CONSIGNE: Dans le texte sur l'identité européenne, relevez tous les pays nommés dans la phrase qui commence par « En baronne attentive ».

TEXTE SOURCE:
# # # # # # #

Comment la résurrection d'un patriotisme
et d'un nationalisme localisés
suffiraient-ils à enfanter une identité
européenne armée de la science
historique nouvelle qu'appelle notre
temps? Une laïcité timide et manchote a
tué l'élan prometteur d'une
anthropologie abyssale du sacré: puisque
la paix religieuse était censée avoir
tué l'onirisme religieux dans l'œuf,
nous étions condamnés à recevoir de
plein fouet le boomerang du messianisme
démocratique et de son mythe de la
délivrance, et cela du seul fait que
l'Europe n'est plus une forteresse
géographique en mesure de relever le
défi finaliste lové au cœur de
l'eschatologie démocratique.
3 - Le carrosse
des peuples asservis
Les mêmes
retrouvailles manquées qui auront du
moins libéré les arpents du Vieux Monde
de la présence corporelle d'un occupant
messianisé se retourneront bientôt
contre un supranationalisme non moins
désincarné, celui des séraphins et des
anges du mythe de la Liberté. Comment,
dans ces conditions, armer les
encéphales de demain d'un nouvel avenir
terrestre de la politique?
Quand nous disons
de X ou de Y qu'ils ont été élus
"députés européens", ces soi-disant
députés salvifiques n'occupent aucun
royaume réel, puisqu'ils siègent sur les
bancs d'une Europe apatride, celle d'une
universalité langagière qui ne les
installe jamais que dans l'empyrée de
confection des vassaux décérébrés de
l'Amérique. En baronne attentive à
défendre la solide identité insulaire de
sa patrie, Mme Ashton avait engagé d'un
seul coup huit mille fonctionnaires
voletants et appelés à défendre une
politique étrangère de type
bureaucratique - ce qui fournissait un
peloton compact de deux cent cinquante
huit ronds-de-cuir en moyenne à la
Lituanie comme à la France, à Chypre
comme à l'Allemagne, à Malte comme à
l'Italie.

# # # # # # #

Enregistrements bruts

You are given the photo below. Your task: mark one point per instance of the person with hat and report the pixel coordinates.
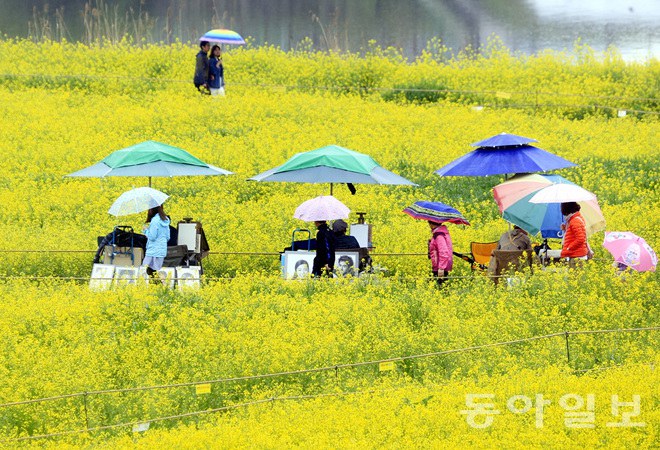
(440, 251)
(342, 240)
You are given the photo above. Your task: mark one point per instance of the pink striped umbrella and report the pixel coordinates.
(631, 250)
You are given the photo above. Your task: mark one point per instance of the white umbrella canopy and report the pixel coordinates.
(325, 207)
(136, 201)
(561, 193)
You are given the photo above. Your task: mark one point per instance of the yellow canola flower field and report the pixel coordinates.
(60, 338)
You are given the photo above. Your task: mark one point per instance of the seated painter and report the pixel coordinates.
(343, 240)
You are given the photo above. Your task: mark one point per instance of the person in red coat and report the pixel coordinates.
(574, 246)
(440, 251)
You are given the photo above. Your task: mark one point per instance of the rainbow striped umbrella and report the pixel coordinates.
(223, 36)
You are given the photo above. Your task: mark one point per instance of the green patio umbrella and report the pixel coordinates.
(149, 159)
(332, 164)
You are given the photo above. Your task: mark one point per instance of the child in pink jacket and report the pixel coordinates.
(440, 251)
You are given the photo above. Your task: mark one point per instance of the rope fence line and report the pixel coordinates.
(332, 87)
(387, 89)
(258, 402)
(206, 411)
(308, 396)
(263, 401)
(335, 367)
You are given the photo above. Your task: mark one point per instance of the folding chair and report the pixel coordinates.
(511, 261)
(479, 254)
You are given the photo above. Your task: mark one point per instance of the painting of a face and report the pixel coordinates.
(302, 269)
(345, 265)
(632, 254)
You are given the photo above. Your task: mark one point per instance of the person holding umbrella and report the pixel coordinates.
(216, 81)
(324, 261)
(158, 233)
(202, 67)
(440, 252)
(440, 245)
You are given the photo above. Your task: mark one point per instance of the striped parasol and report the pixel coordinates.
(436, 212)
(223, 36)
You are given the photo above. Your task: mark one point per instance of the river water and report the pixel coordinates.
(528, 26)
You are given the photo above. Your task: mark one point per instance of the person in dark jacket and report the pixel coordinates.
(324, 261)
(339, 228)
(216, 72)
(202, 68)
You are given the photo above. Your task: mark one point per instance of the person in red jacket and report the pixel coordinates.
(440, 251)
(574, 246)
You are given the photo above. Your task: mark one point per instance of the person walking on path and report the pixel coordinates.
(440, 251)
(202, 68)
(216, 81)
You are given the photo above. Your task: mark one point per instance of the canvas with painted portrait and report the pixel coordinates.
(126, 275)
(167, 275)
(346, 263)
(188, 277)
(297, 265)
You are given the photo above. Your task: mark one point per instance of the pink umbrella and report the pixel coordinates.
(325, 207)
(631, 250)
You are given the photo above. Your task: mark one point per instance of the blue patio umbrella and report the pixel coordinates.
(504, 154)
(503, 140)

# # # # # # #

CORRIGÉ: Lituanie, France, Chypre, Allemagne, Malte, Italie